# WORK TO BE COMPLETED
The records below are to be output exactly, except for their pictures.

----- AVAILABLE DATA -----

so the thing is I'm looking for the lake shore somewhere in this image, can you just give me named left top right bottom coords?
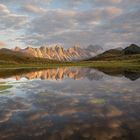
left=0, top=60, right=140, bottom=70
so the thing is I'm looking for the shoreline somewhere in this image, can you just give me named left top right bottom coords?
left=0, top=60, right=140, bottom=70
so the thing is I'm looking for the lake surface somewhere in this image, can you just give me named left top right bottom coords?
left=0, top=67, right=140, bottom=140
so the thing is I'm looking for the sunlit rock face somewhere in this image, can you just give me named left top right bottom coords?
left=14, top=45, right=102, bottom=61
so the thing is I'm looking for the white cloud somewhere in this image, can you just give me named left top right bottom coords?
left=20, top=4, right=47, bottom=14
left=0, top=4, right=27, bottom=30
left=0, top=4, right=10, bottom=15
left=0, top=41, right=6, bottom=48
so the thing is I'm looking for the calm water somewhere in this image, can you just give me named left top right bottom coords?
left=0, top=67, right=140, bottom=140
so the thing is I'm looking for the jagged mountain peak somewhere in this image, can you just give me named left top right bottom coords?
left=25, top=46, right=34, bottom=50
left=14, top=46, right=21, bottom=51
left=13, top=44, right=102, bottom=61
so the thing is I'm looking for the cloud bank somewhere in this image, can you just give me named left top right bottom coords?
left=0, top=0, right=139, bottom=49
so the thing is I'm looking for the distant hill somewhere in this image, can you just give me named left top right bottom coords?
left=123, top=44, right=140, bottom=55
left=113, top=47, right=123, bottom=51
left=88, top=44, right=140, bottom=61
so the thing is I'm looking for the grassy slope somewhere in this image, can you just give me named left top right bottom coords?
left=0, top=60, right=140, bottom=71
left=0, top=53, right=59, bottom=64
left=0, top=48, right=59, bottom=65
left=84, top=49, right=140, bottom=69
left=88, top=49, right=140, bottom=61
left=0, top=85, right=13, bottom=91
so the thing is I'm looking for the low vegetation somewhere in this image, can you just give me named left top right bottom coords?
left=0, top=85, right=13, bottom=91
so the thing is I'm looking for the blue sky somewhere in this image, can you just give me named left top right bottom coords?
left=0, top=0, right=140, bottom=49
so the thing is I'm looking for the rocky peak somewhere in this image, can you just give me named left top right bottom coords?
left=72, top=45, right=81, bottom=50
left=12, top=44, right=101, bottom=61
left=123, top=44, right=140, bottom=55
left=40, top=46, right=46, bottom=50
left=14, top=46, right=21, bottom=51
left=25, top=46, right=34, bottom=51
left=54, top=45, right=64, bottom=52
left=67, top=47, right=75, bottom=53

-----

# TASK RESPONSE
so the thing is I'm looking for the lake shore somewhere in this image, can you just give me named left top right bottom coords?
left=0, top=60, right=140, bottom=70
so the thing is I'm looking for the shoreline somewhere in this image, can you just give me named left top right bottom coords?
left=0, top=60, right=140, bottom=70
so the thing is I'm looking for the lake surface somewhere in this image, can you just give me named left top right bottom coords?
left=0, top=67, right=140, bottom=140
so the thing is I'm looking for the sunlit rock face somewhere in this image, can you just give me named left top right bottom coords?
left=14, top=45, right=102, bottom=61
so the thing is I'm looking for the white cloud somewhere in this image, can you just give me named left top right bottom coords?
left=20, top=4, right=47, bottom=14
left=0, top=4, right=27, bottom=30
left=0, top=4, right=10, bottom=15
left=0, top=41, right=6, bottom=48
so the thing is I'm looking for the calm water somewhere in this image, can you just give me named left top right bottom coords?
left=0, top=67, right=140, bottom=140
so the thing is I'm looking for the jagged mountain peak somewhere in this image, can you just give me named left top right bottom coords?
left=25, top=46, right=34, bottom=50
left=14, top=46, right=21, bottom=51
left=13, top=44, right=102, bottom=61
so the thing is I'm looking for the cloud bank somewhere in this image, can you just give me named left top right bottom coords?
left=0, top=0, right=139, bottom=49
so the thing is I'm looking for the distant hill somewhere in this image, can you just give me named left top right bottom coords?
left=123, top=44, right=140, bottom=55
left=113, top=47, right=123, bottom=51
left=88, top=44, right=140, bottom=61
so the thing is I'm looking for the grassy slope somewhere in this image, can you just give me named left top right bottom coords?
left=0, top=60, right=140, bottom=71
left=0, top=53, right=59, bottom=64
left=0, top=48, right=59, bottom=65
left=84, top=49, right=140, bottom=69
left=88, top=49, right=140, bottom=61
left=0, top=85, right=13, bottom=91
so the thing is I'm looking for the low vegetation somewhere in this image, can you just give me named left top right bottom coords?
left=0, top=85, right=13, bottom=91
so the thing is I'm looking for the blue sky somewhere in this image, can you just give me named left top right bottom coords?
left=0, top=0, right=140, bottom=49
so the thing is I'm looking for the rocky peak somewhere in this image, can you just give me named left top right bottom coords?
left=72, top=45, right=81, bottom=50
left=12, top=44, right=101, bottom=61
left=123, top=44, right=140, bottom=55
left=40, top=46, right=46, bottom=50
left=14, top=46, right=21, bottom=51
left=25, top=46, right=34, bottom=51
left=54, top=45, right=64, bottom=52
left=67, top=47, right=75, bottom=53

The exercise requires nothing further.